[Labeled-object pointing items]
---------------
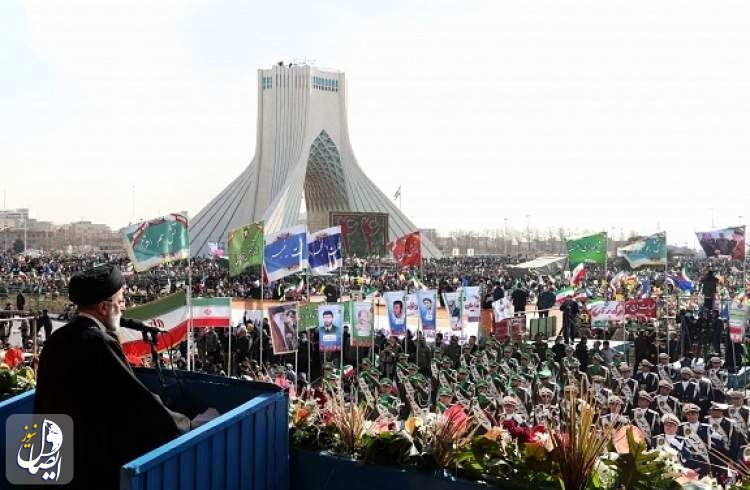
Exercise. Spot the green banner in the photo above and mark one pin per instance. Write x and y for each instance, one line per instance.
(362, 234)
(651, 250)
(157, 241)
(245, 247)
(590, 249)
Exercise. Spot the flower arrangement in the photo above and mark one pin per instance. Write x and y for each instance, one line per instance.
(14, 376)
(578, 453)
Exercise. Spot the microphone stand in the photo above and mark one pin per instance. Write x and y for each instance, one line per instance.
(151, 341)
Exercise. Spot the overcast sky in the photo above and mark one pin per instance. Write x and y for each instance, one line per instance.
(592, 115)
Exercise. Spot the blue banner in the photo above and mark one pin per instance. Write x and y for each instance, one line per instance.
(324, 250)
(330, 326)
(394, 303)
(285, 252)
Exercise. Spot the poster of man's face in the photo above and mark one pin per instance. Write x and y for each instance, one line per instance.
(283, 328)
(362, 326)
(330, 326)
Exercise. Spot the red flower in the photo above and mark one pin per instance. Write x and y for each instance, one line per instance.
(14, 357)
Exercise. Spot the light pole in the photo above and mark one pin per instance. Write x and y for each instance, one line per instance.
(505, 236)
(528, 231)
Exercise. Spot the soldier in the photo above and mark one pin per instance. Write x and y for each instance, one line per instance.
(464, 387)
(647, 381)
(718, 378)
(597, 369)
(740, 413)
(545, 381)
(520, 392)
(664, 402)
(724, 437)
(670, 438)
(599, 392)
(697, 437)
(445, 400)
(664, 369)
(616, 417)
(686, 390)
(545, 412)
(703, 395)
(509, 412)
(388, 405)
(646, 419)
(627, 388)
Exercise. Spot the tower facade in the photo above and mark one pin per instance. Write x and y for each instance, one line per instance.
(302, 152)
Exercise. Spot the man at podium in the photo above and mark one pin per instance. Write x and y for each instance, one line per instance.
(83, 373)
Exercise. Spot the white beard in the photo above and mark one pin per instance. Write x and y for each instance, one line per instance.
(113, 322)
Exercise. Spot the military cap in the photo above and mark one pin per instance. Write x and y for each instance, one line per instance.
(509, 400)
(445, 392)
(690, 407)
(483, 400)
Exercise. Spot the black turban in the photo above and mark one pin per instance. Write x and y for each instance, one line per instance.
(94, 285)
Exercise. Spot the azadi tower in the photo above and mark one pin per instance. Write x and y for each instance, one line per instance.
(302, 151)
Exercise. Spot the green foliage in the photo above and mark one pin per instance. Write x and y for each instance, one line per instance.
(641, 470)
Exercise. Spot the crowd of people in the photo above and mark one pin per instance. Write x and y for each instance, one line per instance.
(683, 388)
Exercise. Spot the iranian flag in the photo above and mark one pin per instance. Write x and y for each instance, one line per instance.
(168, 313)
(563, 293)
(212, 312)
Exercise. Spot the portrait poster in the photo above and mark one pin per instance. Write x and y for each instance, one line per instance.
(330, 326)
(283, 323)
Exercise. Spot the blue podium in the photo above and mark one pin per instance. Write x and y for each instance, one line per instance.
(247, 447)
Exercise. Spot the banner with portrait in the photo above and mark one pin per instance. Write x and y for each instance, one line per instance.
(727, 242)
(394, 303)
(412, 309)
(427, 301)
(472, 304)
(363, 324)
(737, 320)
(330, 327)
(453, 306)
(283, 323)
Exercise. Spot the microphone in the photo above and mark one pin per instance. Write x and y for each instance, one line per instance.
(140, 326)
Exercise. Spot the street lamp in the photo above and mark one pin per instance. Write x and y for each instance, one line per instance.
(528, 231)
(506, 236)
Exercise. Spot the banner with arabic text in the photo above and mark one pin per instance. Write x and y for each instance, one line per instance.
(362, 234)
(651, 250)
(245, 247)
(727, 242)
(591, 249)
---------------
Rewrite every line of the items above as a numbered list, skipping blank lines. Leave the pictures out of your answer.

1. Exercise. Spot the green banner in the photo above and mark one pin per instance. Write x and y for each instance, one line per instance.
2. (362, 234)
3. (651, 250)
4. (157, 241)
5. (245, 247)
6. (590, 249)
7. Exercise. Spot the flower arrangement in the photo above and mark one pin per instance. Write x and y for each instance, one line per instance.
8. (14, 376)
9. (578, 453)
10. Exercise. Spot the microphone stand in the photo above and mark one pin per instance. Write x and y for each instance, one line per instance.
11. (151, 341)
12. Exercise. Spot the overcast sky in the photo above and mark one pin per instance. Write x and y for each instance, one line per instance.
13. (592, 115)
14. Exercise. Spot the blue banner in the photo above and mark one pin per instance. Write x and y for each instance, one line per instance.
15. (324, 250)
16. (330, 326)
17. (394, 303)
18. (285, 252)
19. Exercise. Spot the poster of man's face in the photo above and mark one pin per instance. Write x and y for each instance, one line per instance.
20. (283, 328)
21. (362, 326)
22. (330, 326)
23. Exercise. Spot the red flower in the photo above and mark one pin per instance. Write x and y for each instance, one line per instance.
24. (14, 357)
25. Exercise. Spot the light pole in the photo above and mark one pin per instance. Write x and y for each instance, one line per instance.
26. (505, 236)
27. (528, 231)
28. Exercise. Spot the soldier in the photo above and mark one pin per instance. Write x and y for each instance, one line per instance.
29. (464, 387)
30. (647, 381)
31. (718, 378)
32. (597, 369)
33. (740, 413)
34. (545, 381)
35. (520, 392)
36. (664, 402)
37. (724, 437)
38. (670, 438)
39. (599, 392)
40. (697, 437)
41. (445, 400)
42. (664, 369)
43. (616, 417)
44. (686, 390)
45. (545, 412)
46. (703, 395)
47. (509, 412)
48. (388, 405)
49. (646, 419)
50. (627, 388)
51. Exercise. Spot the tower facade in the photo above and mark one pin per instance. Write x and y for each instance, one line per instance.
52. (302, 152)
53. Exercise. Spot the man at podium in the photo above and mark one pin per instance. Write x and y for each instance, one line per instance.
54. (83, 373)
55. Exercise. Spot the white beard in the photo above and mark one pin per instance. Write x and y for each instance, one line per instance.
56. (113, 322)
57. Exercise. Spot the military cap in the photo above and mark one pin per instance. Write x and y for each instance, one line per instance.
58. (509, 400)
59. (445, 392)
60. (690, 407)
61. (483, 400)
62. Exercise. Spot the black turban in the photo above and mark one pin per instance. Write x and y for each instance, one line per instance.
63. (94, 285)
64. Exercise. Spot the azadi tower in the photo above and mark one pin per instance. Write x and y for each instance, one line per instance.
65. (302, 151)
66. Exercise. Spot the green foliage in the photo above and mark one pin per instance. Write x and y for each instance, one line per instance.
67. (641, 470)
68. Exercise. Spot the crowd of people in the photo above and mark one pin per instance. Write x and y for each instance, one line per instance.
69. (683, 388)
70. Exercise. Spot the iranian flag in the photo above and mark one pin per instance. Write x and y for each instance, one line per instance.
71. (168, 313)
72. (563, 293)
73. (212, 312)
74. Exercise. Spot the portrait poster in the photo above and mark one pin per instance. Write x and y for each instance, one line per instance.
75. (330, 326)
76. (283, 323)
77. Exercise. Spot the blue podium in the photo above and mark one pin per instance. Write x and y for each instance, one line per instance.
78. (247, 447)
79. Exercise. Spot the banner with portrait in the photo above and mark one pin per instance. Write x and y for each instance, one line per instance.
80. (727, 242)
81. (394, 303)
82. (412, 309)
83. (427, 301)
84. (472, 304)
85. (363, 324)
86. (737, 320)
87. (330, 327)
88. (453, 306)
89. (283, 323)
90. Exercise. Spot the microphone in the photo above and mark one pin per instance. Write x and y for each instance, one line per instance.
91. (140, 326)
92. Exercise. Spot the street lamp in the photo above and mark one pin per instance. Write x and y for each instance, one line per instance.
93. (528, 231)
94. (506, 236)
95. Exercise. Spot the banner with arabic text in the photo above and mark one pin per instance. Write x and y for each instance, one line per instance.
96. (362, 234)
97. (651, 250)
98. (245, 247)
99. (727, 242)
100. (591, 249)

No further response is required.